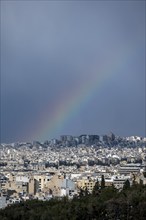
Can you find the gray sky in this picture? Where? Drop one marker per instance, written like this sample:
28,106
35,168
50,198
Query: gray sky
49,51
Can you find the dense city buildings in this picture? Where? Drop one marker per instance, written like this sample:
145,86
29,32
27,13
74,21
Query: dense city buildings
63,167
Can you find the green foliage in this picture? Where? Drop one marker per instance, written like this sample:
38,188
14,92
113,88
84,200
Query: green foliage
109,204
102,182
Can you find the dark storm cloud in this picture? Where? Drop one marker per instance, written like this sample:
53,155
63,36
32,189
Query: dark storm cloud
47,48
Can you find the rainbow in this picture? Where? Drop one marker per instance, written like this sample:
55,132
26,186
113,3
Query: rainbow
73,102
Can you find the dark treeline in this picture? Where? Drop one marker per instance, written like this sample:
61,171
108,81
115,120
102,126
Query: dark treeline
104,203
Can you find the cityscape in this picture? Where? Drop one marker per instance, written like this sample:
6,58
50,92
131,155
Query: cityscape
63,167
72,110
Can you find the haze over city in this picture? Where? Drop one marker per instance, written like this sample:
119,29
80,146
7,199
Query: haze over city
72,68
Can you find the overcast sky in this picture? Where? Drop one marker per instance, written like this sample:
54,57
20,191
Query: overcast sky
50,49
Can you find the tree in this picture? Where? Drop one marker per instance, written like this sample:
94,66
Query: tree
102,182
96,188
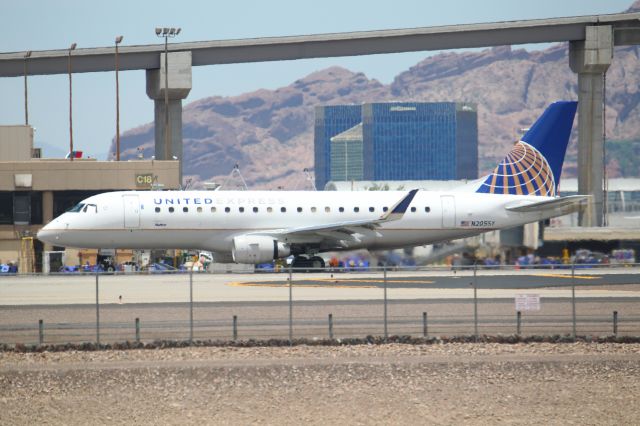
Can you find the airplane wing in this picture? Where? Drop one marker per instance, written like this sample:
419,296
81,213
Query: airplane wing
565,205
345,230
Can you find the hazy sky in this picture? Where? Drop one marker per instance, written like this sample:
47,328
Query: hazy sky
44,24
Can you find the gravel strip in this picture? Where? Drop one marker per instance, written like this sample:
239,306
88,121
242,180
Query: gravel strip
482,383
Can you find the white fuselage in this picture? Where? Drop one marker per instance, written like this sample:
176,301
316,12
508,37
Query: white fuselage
209,220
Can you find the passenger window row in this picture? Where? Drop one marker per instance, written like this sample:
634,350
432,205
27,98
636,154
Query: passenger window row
284,209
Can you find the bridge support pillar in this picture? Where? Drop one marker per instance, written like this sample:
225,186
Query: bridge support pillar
590,59
179,86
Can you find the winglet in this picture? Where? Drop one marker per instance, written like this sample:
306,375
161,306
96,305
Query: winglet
397,211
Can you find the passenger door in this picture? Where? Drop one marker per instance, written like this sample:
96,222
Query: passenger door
448,211
131,211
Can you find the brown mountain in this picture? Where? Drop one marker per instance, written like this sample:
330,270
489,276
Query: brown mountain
270,133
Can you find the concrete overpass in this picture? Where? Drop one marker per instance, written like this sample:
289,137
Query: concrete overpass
591,38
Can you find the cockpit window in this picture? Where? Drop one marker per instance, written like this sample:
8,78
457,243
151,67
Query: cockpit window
76,208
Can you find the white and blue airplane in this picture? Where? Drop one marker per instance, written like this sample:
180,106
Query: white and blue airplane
260,226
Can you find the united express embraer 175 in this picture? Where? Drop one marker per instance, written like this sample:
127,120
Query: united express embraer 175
260,226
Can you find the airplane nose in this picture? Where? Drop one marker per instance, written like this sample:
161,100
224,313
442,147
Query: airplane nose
48,235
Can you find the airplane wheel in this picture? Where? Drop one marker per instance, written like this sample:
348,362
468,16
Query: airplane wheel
299,262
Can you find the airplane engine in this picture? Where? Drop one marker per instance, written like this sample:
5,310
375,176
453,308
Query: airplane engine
258,249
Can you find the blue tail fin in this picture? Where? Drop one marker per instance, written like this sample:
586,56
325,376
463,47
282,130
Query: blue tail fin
534,164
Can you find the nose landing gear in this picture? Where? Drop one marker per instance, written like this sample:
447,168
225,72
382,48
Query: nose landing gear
314,263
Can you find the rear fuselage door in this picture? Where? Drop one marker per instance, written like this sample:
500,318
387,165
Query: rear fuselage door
131,211
448,211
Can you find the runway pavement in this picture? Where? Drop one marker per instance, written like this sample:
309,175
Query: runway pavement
355,301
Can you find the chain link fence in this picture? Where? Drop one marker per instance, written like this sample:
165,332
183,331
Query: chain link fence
327,304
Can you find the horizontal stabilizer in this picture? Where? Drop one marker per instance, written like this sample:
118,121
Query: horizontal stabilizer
565,205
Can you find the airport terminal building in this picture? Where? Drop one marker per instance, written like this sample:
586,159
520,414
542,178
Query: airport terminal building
35,190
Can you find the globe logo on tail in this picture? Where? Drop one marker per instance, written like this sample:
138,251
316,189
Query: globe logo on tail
524,171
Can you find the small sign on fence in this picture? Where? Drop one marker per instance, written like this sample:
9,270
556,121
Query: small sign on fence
527,302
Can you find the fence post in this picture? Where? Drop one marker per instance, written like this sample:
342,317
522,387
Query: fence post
235,328
573,299
475,300
386,331
97,311
331,326
424,325
191,306
291,305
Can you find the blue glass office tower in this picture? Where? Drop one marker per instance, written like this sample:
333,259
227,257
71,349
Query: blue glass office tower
330,121
420,141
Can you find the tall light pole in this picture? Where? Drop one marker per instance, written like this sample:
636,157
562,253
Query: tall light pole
118,41
71,155
166,33
26,104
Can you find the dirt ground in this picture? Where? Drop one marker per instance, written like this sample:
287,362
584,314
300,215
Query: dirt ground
577,383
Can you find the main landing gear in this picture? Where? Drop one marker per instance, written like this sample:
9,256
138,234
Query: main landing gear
309,263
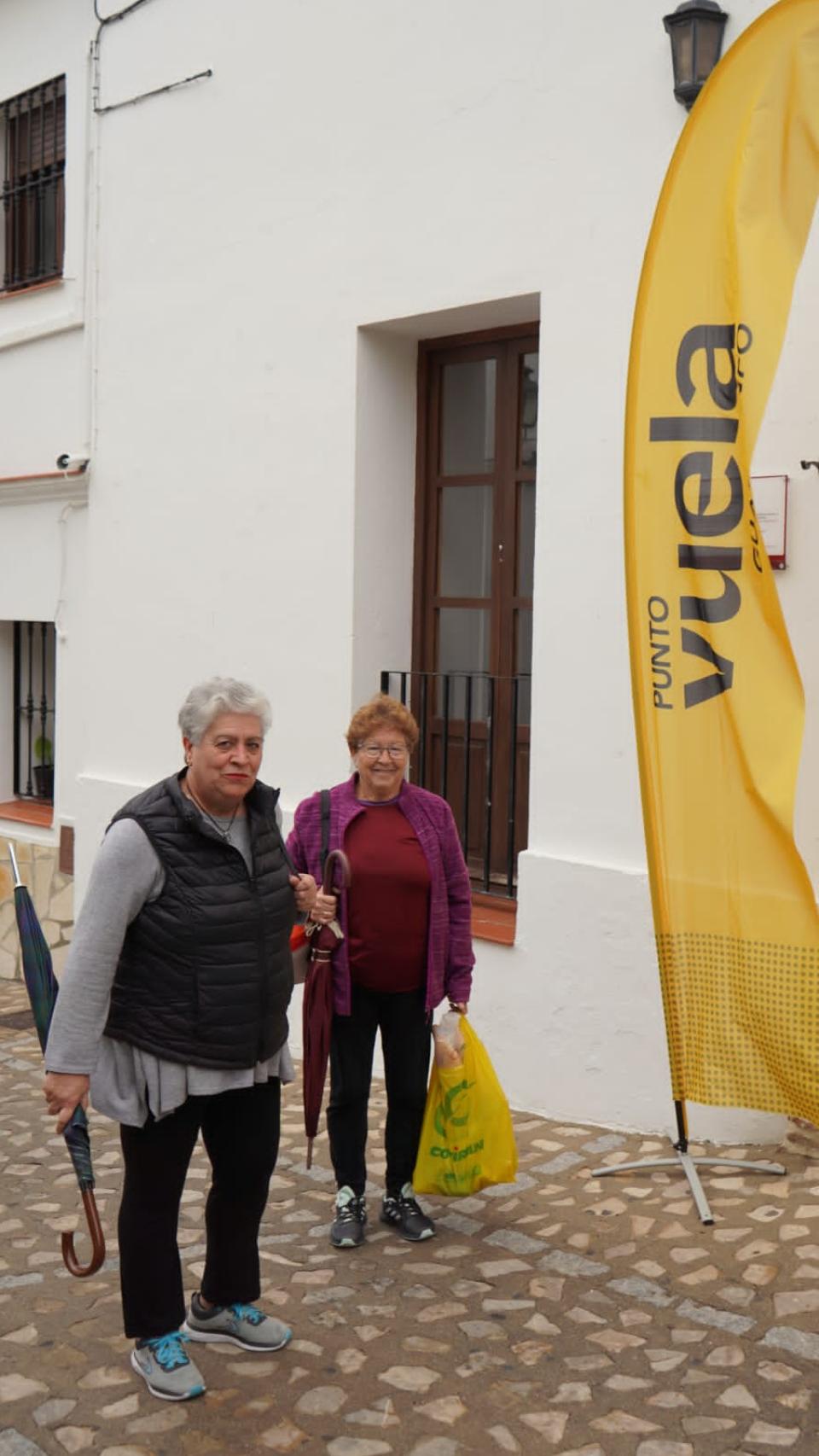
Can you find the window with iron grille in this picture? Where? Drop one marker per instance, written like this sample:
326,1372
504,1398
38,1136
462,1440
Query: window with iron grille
34,709
34,183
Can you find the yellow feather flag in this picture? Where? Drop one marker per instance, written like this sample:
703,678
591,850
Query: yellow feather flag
717,698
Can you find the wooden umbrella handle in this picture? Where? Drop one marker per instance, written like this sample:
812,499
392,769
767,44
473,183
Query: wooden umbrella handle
96,1237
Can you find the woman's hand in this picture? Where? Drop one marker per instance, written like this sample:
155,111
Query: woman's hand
63,1092
305,893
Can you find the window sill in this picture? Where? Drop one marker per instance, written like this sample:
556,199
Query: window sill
493,919
49,485
28,812
29,287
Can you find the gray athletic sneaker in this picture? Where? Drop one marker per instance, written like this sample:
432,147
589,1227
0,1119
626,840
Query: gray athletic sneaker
166,1367
241,1325
346,1229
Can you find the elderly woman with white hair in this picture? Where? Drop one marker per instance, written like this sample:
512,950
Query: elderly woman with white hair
172,1012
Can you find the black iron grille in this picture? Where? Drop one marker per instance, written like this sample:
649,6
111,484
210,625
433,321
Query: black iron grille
34,183
34,709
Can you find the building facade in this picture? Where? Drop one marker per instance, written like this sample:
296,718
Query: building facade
336,306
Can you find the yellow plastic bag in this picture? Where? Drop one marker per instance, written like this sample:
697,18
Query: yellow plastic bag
468,1139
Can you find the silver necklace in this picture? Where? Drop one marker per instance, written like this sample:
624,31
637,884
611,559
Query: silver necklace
223,833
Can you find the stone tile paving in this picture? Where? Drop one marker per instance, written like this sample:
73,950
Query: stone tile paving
565,1313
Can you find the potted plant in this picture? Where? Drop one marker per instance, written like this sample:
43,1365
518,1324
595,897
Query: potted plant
44,769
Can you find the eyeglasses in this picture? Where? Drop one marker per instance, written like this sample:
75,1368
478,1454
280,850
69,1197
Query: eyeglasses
375,750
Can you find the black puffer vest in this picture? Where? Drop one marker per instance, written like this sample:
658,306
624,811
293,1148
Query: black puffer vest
206,973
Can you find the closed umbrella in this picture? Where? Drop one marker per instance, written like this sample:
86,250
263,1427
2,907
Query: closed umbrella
43,989
317,1005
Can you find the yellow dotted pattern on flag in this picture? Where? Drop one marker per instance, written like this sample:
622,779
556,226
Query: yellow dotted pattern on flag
742,1021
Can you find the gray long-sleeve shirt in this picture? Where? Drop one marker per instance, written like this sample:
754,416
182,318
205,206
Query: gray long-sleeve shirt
125,1082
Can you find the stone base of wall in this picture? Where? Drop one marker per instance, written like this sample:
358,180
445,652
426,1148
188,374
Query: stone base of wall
53,894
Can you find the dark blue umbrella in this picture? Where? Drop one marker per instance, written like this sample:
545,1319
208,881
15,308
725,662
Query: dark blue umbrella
43,989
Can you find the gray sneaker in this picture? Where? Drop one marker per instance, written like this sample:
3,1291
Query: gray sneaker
346,1229
166,1367
241,1325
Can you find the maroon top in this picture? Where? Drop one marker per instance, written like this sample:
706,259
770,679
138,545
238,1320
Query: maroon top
449,951
387,900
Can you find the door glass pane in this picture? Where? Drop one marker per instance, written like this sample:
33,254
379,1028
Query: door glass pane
468,418
526,538
466,540
527,451
463,649
524,661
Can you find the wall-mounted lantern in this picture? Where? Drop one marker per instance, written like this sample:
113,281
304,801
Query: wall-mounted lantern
695,29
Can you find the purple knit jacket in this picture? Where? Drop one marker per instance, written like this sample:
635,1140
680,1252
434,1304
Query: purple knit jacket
450,952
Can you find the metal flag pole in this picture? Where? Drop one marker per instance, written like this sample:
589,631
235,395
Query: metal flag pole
688,1162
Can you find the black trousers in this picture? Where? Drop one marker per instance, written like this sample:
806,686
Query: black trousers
404,1041
241,1132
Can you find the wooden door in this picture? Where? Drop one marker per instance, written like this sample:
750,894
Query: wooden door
473,591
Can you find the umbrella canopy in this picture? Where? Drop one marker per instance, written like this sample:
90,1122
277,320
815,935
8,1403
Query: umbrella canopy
317,1005
43,989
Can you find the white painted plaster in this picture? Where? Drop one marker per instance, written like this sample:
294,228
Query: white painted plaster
253,259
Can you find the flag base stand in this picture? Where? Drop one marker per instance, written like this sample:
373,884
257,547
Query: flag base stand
688,1162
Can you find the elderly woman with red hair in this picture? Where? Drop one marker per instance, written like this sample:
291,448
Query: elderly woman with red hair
408,946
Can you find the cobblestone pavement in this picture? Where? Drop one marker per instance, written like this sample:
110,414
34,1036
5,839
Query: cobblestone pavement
565,1313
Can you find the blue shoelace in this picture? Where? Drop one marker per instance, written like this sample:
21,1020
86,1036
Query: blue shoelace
169,1350
247,1312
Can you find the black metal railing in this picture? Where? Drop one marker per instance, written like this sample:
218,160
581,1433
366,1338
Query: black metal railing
34,709
34,183
473,750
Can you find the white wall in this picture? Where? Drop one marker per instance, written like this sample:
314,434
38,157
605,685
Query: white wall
265,249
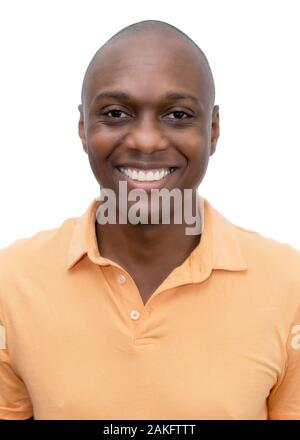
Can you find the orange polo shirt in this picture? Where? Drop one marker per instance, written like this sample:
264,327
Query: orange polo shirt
218,339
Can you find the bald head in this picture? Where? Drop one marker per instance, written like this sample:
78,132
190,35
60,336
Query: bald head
150,28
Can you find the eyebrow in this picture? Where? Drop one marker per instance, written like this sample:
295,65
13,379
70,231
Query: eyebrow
170,95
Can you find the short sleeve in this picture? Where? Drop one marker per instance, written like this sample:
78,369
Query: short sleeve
15,403
284,399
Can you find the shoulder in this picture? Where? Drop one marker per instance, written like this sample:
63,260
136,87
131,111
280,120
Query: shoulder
272,262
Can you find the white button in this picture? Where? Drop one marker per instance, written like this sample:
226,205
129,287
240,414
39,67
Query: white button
121,279
134,314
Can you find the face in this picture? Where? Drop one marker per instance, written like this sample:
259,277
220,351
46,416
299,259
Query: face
147,116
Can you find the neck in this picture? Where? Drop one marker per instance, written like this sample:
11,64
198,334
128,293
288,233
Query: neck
131,245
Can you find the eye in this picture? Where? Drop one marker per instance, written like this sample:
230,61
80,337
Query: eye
115,113
178,114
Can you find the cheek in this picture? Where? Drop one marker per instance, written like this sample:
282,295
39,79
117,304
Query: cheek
99,149
197,153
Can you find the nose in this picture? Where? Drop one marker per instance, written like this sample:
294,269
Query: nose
146,135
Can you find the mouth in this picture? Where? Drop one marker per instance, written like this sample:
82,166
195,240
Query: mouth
149,178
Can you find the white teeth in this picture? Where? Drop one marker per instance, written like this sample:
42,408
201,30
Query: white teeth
150,176
144,176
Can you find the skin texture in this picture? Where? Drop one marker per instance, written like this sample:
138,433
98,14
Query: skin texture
147,128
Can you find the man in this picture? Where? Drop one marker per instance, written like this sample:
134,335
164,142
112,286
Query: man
142,320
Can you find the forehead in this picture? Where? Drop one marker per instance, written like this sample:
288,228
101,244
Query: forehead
146,66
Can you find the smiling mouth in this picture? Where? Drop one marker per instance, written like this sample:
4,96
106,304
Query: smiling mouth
146,175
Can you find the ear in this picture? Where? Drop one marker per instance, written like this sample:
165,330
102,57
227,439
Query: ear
81,128
215,129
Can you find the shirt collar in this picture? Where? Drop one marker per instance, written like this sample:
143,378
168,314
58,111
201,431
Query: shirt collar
219,247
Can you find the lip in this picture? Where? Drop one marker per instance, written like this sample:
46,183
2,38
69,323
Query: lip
146,185
144,165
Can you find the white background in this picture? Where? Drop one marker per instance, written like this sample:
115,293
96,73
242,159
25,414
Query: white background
253,49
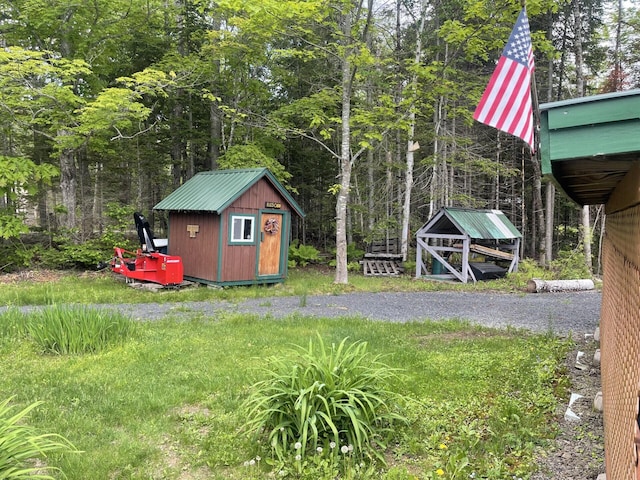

• Aim:
Find every line in the listing above that contains the word "buildings" and copy each one out in full, treating uppercase and lowercase as distinct.

• Answer to this problem:
Can you find the dense city buildings in this picture? Where? Drop one marker per instance, written like this sample:
Query: dense city buildings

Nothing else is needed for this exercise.